Vorgegebener Text:
Warum ist der Arztberuf so erstrebenswert?
"Gott in weiß" ist tot - oder doch nicht?
Das Medizinstudium gilt als besonders lernaufwändig. Die Turnusärzte-Ausbildung wird seit Jahren als mangelhaft kritisiert. Fertige Ärzte fühlen sich häufig dem hohen Leistungsdruck nicht gewachsen. Der Ansturm auf das Studium ist dennoch ungebremst.
8. April 2017, 21:58
In kaum einem anderen Beruf kann man hohes gesellschaftliches Ansehen, finanzielle Sicherheit und Selbstverliebtheit so gut miteinander verbinden wie im Arztberuf: Porsche fahren, Partys feiern, ein hübsches Häuschen am Land und exklusiven Hobbys nachgehen - das ist das Klischee vom "Gott in Weiß".
Der Wunsch ist so groß...
Menschenleben retten zu können, psychisch Kranke verstehen zu können und den Blick hinter die Vorgänge im menschlichen Körper zu haben - darum möchte Alexandra Ebert Medizin studieren.
Ungewöhnlich deshalb, weil sie sich erst im Alter von 24 Jahren und mit einem fast abgeschlossenen Universitätsstudium in Landschaftsarchitektur dafür entschieden hat. Freunde und Bekannte können ihre Entscheidung kaum verstehen.
...doch die Chancen gering
Sie ist eine von 5.652 Bewerbern, die um 1.140 Plätze an den Medizinuniversitäten in Wien und Innsbruck ringen. Die erste Hürde auf dem Weg zum Arztberuf ist der Eignungstest für das Medizinstudium, der EMS, ein Marathon-Test, der am 6. Juli stattfindet.
Für 198 Aufgaben hat man fünf Stunden Zeit, das ist kaum zu schaffen und so ist der Test auch angelegt.
Dank von Patienten als Lohn
Wenn Andrea Kottmel einen 90-jährigen Patienten zum schäkern anregen kann; wenn es ihr gelingt, dass eine 12-Jährige eine Blinddarmoperation als tolle Erfahrung in Erinnerung behält, weil sie wie eine Prinzessin behandelt wurde, dann weiß sie, warum sie als Turnusärztin in einem niederösterreichischen Spital arbeitet.
Beim Infusionen anhängen, Blutabnehmen und bei Schreibarbeiten, die sie wie viele andere Turnusärzte als "Mädchen für alles" tagtäglich erledigen muss, tritt der eigentliche Grund für ihre Berufswahl manchmal schon in den Hintergrund, sagt sie.

Zu erledigen: Der Text über den Arztberuf nennt Alexandra Eberts Wunsch, Medizin zu studieren, ungewöhnlich. Erkläre, warum.

Datenauszug:
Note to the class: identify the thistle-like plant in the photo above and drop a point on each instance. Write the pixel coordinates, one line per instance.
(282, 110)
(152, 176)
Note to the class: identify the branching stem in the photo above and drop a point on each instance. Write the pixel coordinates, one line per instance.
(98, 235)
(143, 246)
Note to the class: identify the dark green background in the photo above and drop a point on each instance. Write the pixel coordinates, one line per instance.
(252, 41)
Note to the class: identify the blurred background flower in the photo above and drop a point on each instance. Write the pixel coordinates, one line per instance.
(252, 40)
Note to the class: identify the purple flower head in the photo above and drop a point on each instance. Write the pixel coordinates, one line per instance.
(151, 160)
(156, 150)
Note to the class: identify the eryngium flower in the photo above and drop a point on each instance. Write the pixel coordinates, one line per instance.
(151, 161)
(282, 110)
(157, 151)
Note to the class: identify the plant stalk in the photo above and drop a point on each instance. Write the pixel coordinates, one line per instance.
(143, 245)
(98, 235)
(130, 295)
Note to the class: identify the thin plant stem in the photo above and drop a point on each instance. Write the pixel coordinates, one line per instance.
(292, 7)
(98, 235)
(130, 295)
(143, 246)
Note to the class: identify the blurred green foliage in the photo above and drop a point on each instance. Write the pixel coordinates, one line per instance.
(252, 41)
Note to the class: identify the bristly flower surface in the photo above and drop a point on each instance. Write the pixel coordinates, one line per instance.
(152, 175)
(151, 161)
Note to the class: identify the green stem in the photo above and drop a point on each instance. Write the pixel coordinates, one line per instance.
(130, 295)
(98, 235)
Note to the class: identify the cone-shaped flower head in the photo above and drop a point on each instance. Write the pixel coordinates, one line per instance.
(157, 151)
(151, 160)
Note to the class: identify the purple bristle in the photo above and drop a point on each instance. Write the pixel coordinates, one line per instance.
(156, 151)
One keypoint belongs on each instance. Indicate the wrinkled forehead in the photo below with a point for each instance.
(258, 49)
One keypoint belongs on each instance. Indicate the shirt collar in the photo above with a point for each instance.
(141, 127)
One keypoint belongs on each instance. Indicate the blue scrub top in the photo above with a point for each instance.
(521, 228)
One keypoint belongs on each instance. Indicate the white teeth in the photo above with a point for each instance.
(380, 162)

Gelöste Aufgabe: Sie hat sich erst mit 24 Jahren dafür entschieden. Zu diesem Zeitpunkt hatte sie ein Studium der Landschaftsarchitektur schon fast abgeschlossen.